## Goal
Copy the listing from the line containing "<item>walking person</item> |" down to the end of the listing, both ends included and every request kept, and scale each coordinate in the answer outlines by 2.5, rounding to whole numbers with halves rounded up. Leave all numbers in the requests and their sample outlines unchanged.
# start of Data extract
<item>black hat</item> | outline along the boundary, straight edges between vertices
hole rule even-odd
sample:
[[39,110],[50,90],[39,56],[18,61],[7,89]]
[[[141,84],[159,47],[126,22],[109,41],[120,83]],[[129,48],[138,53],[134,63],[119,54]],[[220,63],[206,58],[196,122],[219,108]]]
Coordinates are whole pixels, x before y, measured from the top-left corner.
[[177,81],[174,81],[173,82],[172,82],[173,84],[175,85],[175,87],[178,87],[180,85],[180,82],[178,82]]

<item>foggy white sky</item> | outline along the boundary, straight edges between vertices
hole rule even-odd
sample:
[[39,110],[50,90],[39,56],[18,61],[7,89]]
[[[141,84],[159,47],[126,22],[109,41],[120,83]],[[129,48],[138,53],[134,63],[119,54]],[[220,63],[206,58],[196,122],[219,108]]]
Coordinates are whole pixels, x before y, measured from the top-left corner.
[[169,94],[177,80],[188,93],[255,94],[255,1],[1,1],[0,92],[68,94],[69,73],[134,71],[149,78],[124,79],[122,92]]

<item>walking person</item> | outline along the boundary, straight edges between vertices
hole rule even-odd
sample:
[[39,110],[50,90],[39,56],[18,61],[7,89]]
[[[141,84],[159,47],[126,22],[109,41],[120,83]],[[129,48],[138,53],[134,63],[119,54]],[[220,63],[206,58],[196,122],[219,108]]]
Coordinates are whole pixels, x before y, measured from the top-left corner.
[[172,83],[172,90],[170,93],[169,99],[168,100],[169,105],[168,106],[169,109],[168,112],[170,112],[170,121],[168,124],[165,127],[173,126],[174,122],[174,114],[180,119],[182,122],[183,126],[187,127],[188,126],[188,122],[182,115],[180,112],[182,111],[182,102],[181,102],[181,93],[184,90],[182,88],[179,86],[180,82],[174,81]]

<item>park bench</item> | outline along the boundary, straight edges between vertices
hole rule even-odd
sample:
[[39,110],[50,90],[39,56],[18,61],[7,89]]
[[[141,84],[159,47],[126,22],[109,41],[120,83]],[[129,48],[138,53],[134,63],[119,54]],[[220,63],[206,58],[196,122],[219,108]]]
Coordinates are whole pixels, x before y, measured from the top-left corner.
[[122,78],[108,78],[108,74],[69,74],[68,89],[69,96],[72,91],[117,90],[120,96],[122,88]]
# end of Data extract
## Reply
<item>walking person</item> | outline along the boundary, straight edges between vertices
hole rule even-odd
sample:
[[39,110],[50,90],[39,56],[18,61],[7,89]]
[[[141,84],[159,47],[126,22],[109,41],[120,83]],[[129,48],[138,53],[134,63],[119,54]],[[220,63],[206,58],[196,122],[219,108]]]
Coordinates are whole pixels, x before y, measured from the top-left corner.
[[430,208],[430,225],[425,233],[423,248],[420,250],[423,263],[420,265],[423,273],[420,280],[425,280],[425,303],[420,310],[413,318],[433,315],[435,305],[435,285],[450,298],[455,305],[458,315],[468,318],[470,315],[470,305],[455,288],[450,280],[455,278],[455,255],[453,255],[453,233],[460,225],[455,220],[448,215],[450,205],[435,203]]

<item>park bench</item> | outline along the boundary, straight edges between vertices
hole rule even-odd
sample:
[[39,110],[50,90],[39,56],[18,61],[7,89]]
[[[141,84],[159,47],[126,22],[109,41],[120,83]],[[129,48],[138,53],[134,63],[119,54]],[[220,63],[206,58],[196,122],[219,108]]]
Coordinates are whole pixels, x before y, measured from the top-left corner.
[[305,195],[270,195],[270,185],[173,185],[170,223],[173,240],[180,228],[293,225],[300,240],[305,220]]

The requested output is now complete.